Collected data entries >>
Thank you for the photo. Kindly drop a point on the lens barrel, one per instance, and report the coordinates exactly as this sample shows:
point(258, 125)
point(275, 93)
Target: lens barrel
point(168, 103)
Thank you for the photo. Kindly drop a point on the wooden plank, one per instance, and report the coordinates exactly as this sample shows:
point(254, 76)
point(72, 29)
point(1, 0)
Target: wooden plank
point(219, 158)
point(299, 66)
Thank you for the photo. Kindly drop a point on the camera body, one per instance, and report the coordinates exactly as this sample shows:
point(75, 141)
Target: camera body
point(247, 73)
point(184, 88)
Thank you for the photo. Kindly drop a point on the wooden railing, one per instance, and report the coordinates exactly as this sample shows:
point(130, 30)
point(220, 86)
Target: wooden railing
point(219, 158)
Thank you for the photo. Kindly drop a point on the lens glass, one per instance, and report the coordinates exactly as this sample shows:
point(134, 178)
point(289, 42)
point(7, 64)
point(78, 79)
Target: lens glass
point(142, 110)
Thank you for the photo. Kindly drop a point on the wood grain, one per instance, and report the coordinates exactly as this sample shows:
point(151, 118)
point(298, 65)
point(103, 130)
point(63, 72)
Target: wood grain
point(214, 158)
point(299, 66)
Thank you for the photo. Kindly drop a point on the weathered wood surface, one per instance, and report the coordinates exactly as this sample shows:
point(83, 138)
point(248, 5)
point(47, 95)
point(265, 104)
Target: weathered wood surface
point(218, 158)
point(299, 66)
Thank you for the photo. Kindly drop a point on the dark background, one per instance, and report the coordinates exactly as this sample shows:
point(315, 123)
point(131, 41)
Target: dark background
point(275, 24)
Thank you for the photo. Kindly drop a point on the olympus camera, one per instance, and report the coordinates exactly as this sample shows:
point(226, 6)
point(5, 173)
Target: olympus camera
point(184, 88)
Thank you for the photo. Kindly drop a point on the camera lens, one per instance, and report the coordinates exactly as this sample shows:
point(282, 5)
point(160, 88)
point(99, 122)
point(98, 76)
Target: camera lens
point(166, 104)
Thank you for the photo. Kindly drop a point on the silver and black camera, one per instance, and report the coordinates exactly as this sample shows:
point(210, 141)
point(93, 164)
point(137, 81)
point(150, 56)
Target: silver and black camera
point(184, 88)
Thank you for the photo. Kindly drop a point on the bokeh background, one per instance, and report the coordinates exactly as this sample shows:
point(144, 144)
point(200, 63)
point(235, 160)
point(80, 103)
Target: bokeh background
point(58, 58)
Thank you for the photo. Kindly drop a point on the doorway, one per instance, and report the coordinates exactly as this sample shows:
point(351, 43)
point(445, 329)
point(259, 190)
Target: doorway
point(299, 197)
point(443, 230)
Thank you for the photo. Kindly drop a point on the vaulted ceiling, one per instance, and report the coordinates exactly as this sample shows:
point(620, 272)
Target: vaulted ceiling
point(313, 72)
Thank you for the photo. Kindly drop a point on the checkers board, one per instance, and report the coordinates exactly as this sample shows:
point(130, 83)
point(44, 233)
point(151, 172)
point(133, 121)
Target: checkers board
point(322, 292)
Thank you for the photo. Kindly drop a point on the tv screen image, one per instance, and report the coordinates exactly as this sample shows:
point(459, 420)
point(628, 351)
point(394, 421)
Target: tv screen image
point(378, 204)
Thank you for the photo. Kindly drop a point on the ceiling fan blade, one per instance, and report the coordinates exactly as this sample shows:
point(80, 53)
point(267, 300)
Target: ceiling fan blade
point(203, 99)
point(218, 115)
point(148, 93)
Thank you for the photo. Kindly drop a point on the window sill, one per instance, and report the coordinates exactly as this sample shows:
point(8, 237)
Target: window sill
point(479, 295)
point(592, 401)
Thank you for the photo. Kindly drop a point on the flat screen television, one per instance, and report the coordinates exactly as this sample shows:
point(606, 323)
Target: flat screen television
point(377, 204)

WHAT THE EXERCISE ASKS >> Transcribe every line of the listing above without changing anything.

EXERCISE ANSWER >>
Thank you for the photo. Kindly drop a point on the lens barrel, one per instance, and report the coordinates exactly as this sample shows:
point(258, 125)
point(275, 93)
Target: lens barrel
point(168, 103)
Thank you for the photo. Kindly drop a point on the wooden plank, one per instance, and report the coordinates exactly as this sample shows:
point(254, 76)
point(72, 29)
point(1, 0)
Target: wooden plank
point(219, 158)
point(299, 66)
Thank you for the photo. Kindly drop a point on the camera body, one per instance, and report the coordinates exactly as this sample shows:
point(75, 141)
Target: camera body
point(247, 73)
point(184, 88)
Thank you for the photo. Kindly drop a point on the wooden railing, one per instance, and report the coordinates exactly as this sample shows:
point(130, 30)
point(220, 86)
Target: wooden railing
point(219, 158)
Thank you for the photo. Kindly drop a point on the lens glass, one per instance, and report the coordinates exactly as this sample shows:
point(134, 178)
point(289, 42)
point(7, 64)
point(78, 79)
Target: lens glass
point(142, 110)
Thank you for the photo. Kindly drop a point on the wood grain, one per instance, and report the coordinates exactly as this sample shows:
point(151, 118)
point(298, 65)
point(103, 130)
point(63, 72)
Target: wood grain
point(214, 158)
point(299, 66)
Thank you for the photo. Kindly drop a point on the weathered wood surface, one per instance, and report the coordinates exactly as this sample shows:
point(83, 138)
point(248, 5)
point(47, 95)
point(265, 104)
Target: weathered wood surface
point(218, 158)
point(299, 66)
Thank you for the photo. Kindly drop a point on the dark background, one per instance, and report the coordinates exactly as this sample shows:
point(315, 123)
point(131, 41)
Target: dark background
point(275, 24)
Thank you for the photo. Kindly drop a point on the olympus camera, one per instance, and report the coordinates exactly as this sample shows:
point(226, 6)
point(5, 173)
Target: olympus camera
point(184, 88)
Thank you for the photo. Kindly drop a point on the camera lens, one per instance, and report the coordinates exactly as this sample shows:
point(282, 5)
point(160, 88)
point(99, 122)
point(98, 76)
Target: camera lens
point(166, 104)
Thank you for the photo. Kindly drop a point on the silver and black camera, one per instance, and report the coordinates exactly as this sample shows:
point(210, 141)
point(93, 164)
point(137, 81)
point(150, 56)
Target: silver and black camera
point(184, 88)
Thank you for the photo. Kindly drop a point on the bokeh background, one per instance, and report the coordinates exactly as this sample shows:
point(144, 144)
point(200, 63)
point(235, 160)
point(80, 103)
Target: bokeh background
point(58, 58)
Thank you for the photo. Kindly drop a point on the doorway, one per instance, and report the coordinates exactly as this sample shows:
point(351, 43)
point(445, 329)
point(259, 190)
Target: doorway
point(299, 197)
point(443, 230)
Thank you for the photo. Kindly drop a point on the vaulted ceiling, one per instance, and report the coordinates exactly as this sample shows:
point(620, 272)
Target: vaulted ceiling
point(313, 72)
Thank you for the photo. Kindly drop a point on the checkers board, one per instance, and report the coordinates exactly as this sample shows:
point(130, 83)
point(44, 233)
point(151, 172)
point(133, 121)
Target: checkers board
point(322, 292)
Thank you for the photo. Kindly drop a point on the tv screen image, one per instance, and report the coordinates exactly as this sample shows:
point(459, 420)
point(628, 351)
point(394, 421)
Target: tv screen image
point(378, 204)
Thank you for the photo. Kindly drop a point on the ceiling fan blade, one per instance, and report the coordinates exactly as this sample shows:
point(80, 53)
point(267, 300)
Target: ceiling fan blade
point(203, 99)
point(218, 115)
point(148, 93)
Thank you for the photo. Kindly drop a point on the window sill, one per instance, and report the coordinates exactly as this sample shows:
point(8, 237)
Target: window sill
point(479, 295)
point(592, 401)
Thank you for the photo. Kindly drop a point on the flat screen television, one per instance, and report the coordinates exactly as this sample shows:
point(606, 323)
Target: flat screen television
point(377, 204)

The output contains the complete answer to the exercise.